··· Given data
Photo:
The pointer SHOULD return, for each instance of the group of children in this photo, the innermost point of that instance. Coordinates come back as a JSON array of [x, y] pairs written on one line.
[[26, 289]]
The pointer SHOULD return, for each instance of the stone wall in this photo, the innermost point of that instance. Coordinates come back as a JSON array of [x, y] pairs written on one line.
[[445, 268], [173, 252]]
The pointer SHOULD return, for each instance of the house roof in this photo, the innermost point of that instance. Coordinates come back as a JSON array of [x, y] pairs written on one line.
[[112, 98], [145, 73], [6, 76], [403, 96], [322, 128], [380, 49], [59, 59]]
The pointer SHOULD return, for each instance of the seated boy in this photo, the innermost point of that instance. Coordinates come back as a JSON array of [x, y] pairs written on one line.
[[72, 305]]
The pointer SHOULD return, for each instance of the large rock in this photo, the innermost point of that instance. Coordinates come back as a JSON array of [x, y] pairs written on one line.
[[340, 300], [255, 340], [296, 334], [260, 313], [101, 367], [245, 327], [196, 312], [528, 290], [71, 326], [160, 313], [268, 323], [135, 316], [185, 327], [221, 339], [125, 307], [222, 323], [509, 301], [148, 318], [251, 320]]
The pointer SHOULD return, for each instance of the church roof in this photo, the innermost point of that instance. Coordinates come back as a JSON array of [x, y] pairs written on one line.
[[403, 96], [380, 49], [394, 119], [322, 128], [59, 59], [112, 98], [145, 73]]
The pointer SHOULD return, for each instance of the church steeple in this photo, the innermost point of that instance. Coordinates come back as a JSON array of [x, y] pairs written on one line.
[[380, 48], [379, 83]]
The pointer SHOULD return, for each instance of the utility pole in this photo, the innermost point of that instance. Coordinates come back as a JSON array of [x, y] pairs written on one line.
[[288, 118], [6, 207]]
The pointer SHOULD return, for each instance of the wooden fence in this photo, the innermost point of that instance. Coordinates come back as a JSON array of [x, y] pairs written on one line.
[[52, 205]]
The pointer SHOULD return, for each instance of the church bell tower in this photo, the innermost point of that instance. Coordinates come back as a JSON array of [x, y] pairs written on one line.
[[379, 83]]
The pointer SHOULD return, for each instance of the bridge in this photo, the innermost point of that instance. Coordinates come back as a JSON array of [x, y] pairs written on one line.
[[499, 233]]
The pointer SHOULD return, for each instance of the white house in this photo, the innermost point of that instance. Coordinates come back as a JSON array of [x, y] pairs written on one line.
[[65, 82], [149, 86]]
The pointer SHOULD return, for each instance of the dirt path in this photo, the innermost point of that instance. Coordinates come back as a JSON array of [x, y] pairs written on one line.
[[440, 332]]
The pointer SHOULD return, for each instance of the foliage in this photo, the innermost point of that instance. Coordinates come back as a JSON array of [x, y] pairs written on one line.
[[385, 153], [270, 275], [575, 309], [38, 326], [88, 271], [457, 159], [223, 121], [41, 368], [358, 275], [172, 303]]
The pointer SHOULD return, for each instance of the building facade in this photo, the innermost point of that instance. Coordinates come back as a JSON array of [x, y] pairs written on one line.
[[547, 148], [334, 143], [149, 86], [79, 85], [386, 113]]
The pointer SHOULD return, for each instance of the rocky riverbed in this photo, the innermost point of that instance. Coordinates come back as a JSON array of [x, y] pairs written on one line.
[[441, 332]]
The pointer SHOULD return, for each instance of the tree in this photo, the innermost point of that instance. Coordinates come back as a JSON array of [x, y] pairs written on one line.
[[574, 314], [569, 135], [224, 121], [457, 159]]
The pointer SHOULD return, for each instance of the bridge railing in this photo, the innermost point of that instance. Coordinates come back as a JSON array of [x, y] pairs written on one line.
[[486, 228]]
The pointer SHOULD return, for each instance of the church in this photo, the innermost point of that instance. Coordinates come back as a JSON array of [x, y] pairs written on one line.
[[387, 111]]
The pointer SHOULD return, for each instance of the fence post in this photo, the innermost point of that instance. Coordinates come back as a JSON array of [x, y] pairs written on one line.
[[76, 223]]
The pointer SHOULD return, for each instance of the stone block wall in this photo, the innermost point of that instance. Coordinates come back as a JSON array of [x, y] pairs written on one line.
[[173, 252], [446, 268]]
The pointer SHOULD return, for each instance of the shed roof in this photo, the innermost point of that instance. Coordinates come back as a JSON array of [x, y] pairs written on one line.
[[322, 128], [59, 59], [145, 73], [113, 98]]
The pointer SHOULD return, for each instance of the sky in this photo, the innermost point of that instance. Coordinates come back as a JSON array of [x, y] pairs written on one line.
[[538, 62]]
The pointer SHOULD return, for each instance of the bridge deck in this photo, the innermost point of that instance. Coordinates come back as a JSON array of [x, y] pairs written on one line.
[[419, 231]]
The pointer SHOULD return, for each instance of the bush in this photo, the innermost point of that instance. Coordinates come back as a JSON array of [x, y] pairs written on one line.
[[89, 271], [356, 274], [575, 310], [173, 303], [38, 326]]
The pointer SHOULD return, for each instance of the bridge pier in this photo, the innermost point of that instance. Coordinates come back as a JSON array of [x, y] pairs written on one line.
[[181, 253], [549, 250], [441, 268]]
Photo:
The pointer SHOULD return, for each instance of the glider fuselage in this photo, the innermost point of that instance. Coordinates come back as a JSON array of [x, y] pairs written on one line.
······
Task →
Going through the material above, reproduce every line exactly.

Expected answer →
Photo:
The pointer SHOULD return, for each instance of the group of children in this photo, the innermost point of that instance. Coordinates come back as a JSON array of [x, y] pairs written on one line.
[[26, 289]]
The pointer SHOULD return, for each instance of the stone wall in this photo, the innermost point of that instance. Coordinates come back as a JSON array of [x, y] pairs written on one line.
[[445, 268], [173, 252]]
The pointer SHOULD return, for each instance of the house roof in this photo, the innermost point of that instance. Coordinates come back as a JSON array of [x, y] pairs written on one line.
[[112, 98], [145, 73], [6, 76], [403, 96], [322, 128], [380, 49], [59, 59]]
The pointer SHOULD return, for each instance of the seated boy in this photo, the innermost point of that instance. Coordinates come back as a JSON array of [x, y] pairs written on one line.
[[72, 305]]
The pointer SHOULD return, for each instance of the large rock in this photo, the innermost point of that instance. Coordinates come back as a JSON array of [x, y] pairs written on one line.
[[340, 300], [255, 340], [296, 334], [260, 313], [101, 367], [245, 327], [196, 312], [528, 290], [71, 326], [160, 313], [268, 323], [135, 316], [185, 327], [221, 339], [125, 307], [222, 323], [509, 301], [148, 318], [251, 320]]
The pointer SHOULD return, for each instance of the church roof in this photo, the innermost point of that instance. Coordinates come back as a JSON array of [x, y] pairs written on one line.
[[403, 96], [380, 49], [394, 119], [322, 128], [59, 59], [112, 98], [145, 73]]
The pointer SHOULD return, for each instance of the church steeple in this photo, the innermost point of that instance. Coordinates come back as a JSON array of [x, y] pairs written on one line.
[[380, 48], [379, 83]]
The pointer SHOULD return, for each instance of the utility pole in this photo, the innermost point of that instance. Coordinates come back as a JSON array of [x, y] pairs written on one line.
[[288, 118], [6, 207]]
The pointer SHOULD return, for each instance of the wooden fence in this photo, the innermost point of that instance. Coordinates come back as a JSON array of [x, y] pairs written on one line.
[[52, 205]]
The pointer SHOULD return, for each instance of the church bell tower in this photo, the innermost point of that instance. Coordinates come back as a JSON array of [x, y] pairs written on one line.
[[379, 83]]
The pointer SHOULD return, for each instance of the bridge in this photo, the innermost point of that instance. Coordinates come back as a JSON array of [x, y] pairs written on one line.
[[499, 233]]
The pointer SHOULD return, for each instance of the white house in this photo, the innermost point of that instance. Coordinates come back as a JSON array of [x, y] pairs written on one line.
[[65, 82], [149, 86]]
The pointer SHOULD return, for each instance of the dirt path in this photo, the innermost point of that instance. Coordinates come back as a JSON array of [x, y] pairs written on one line.
[[440, 332]]
The pointer SHOULD return, for each instance of the foliage in this photo, the innermost point of that instance. Coordinates come back as a JSON array of [x, y] pairs written on one line.
[[385, 153], [270, 275], [575, 309], [38, 326], [88, 271], [457, 159], [223, 121], [41, 368], [358, 275], [172, 303]]
The pointer SHOULD return, for each instance of the building facade in this photo, the innermost point of that instance. Coordinates come back as a JSON array of [x, y] pairs written on one line.
[[547, 148], [334, 143], [149, 86], [79, 85], [386, 113]]
The pointer SHOULD return, for each instance of the rocky riverbed in this photo, the innermost point of that instance. Coordinates come back as a JSON array of [x, y] pairs written on one line.
[[441, 332]]
The pointer SHOULD return, for each instance of the tree in this photo, the innermost point of that instance. Coordinates come back as a JSON array of [x, y] pairs written on one line.
[[574, 314], [569, 135], [224, 121], [457, 159]]
The pointer SHOULD return, for each instance of the bridge railing in this photo, the innermost point of that instance. Coordinates come back as a JSON array of [x, y] pairs written on one line.
[[486, 228]]
The pointer SHOULD return, for each instance of the church in this photo, the innermost point of that instance. Coordinates come back as a JSON array of [x, y] pairs written on one line.
[[387, 111]]
The pointer SHOULD return, for each instance of the fence post in this photo, the innermost point of that instance. Coordinates come back as a JSON array of [x, y] pairs written on one line.
[[76, 223]]
The pointer SHOULD return, for each instance of the stone block wall in this photo, the innermost point of that instance. Coordinates come back as a JSON array of [x, y] pairs written on one line.
[[173, 252], [446, 268]]
The pointer SHOULD return, for each instance of the shed roof in this photo, the innermost point of that instance. Coordinates come back as a JSON array of [x, y] pairs written on one line.
[[322, 128], [59, 59], [145, 73], [113, 98]]
The pointer SHOULD return, for each instance of the sky in this photo, the innermost point of that instance. Coordinates come back as a JSON array of [x, y] pairs written on one line.
[[538, 62]]
The pointer SHOULD return, for each instance of the bridge deck in this photo, the innermost point of that instance. Coordinates come back as a JSON array of [x, y] pairs written on one line.
[[419, 231]]
The pointer SHOULD return, for each instance of the bush in this photo, the innermost point of that instance. Coordinates come back as a JSON array of [x, y] pairs written on one line.
[[89, 271], [356, 274], [575, 310], [173, 303], [38, 326]]
The pointer SHOULD return, for each instance of the bridge pier in this photo, the innermost point of that instance. Coordinates come back as a JSON array of [x, y] pairs written on one line.
[[181, 253], [549, 250], [441, 268]]
Photo:
The pointer SHOULD return, for each instance of the glider fuselage in this photo, the innermost point of that instance. Coordinates come back as a JSON array of [x, y] pairs written on one line.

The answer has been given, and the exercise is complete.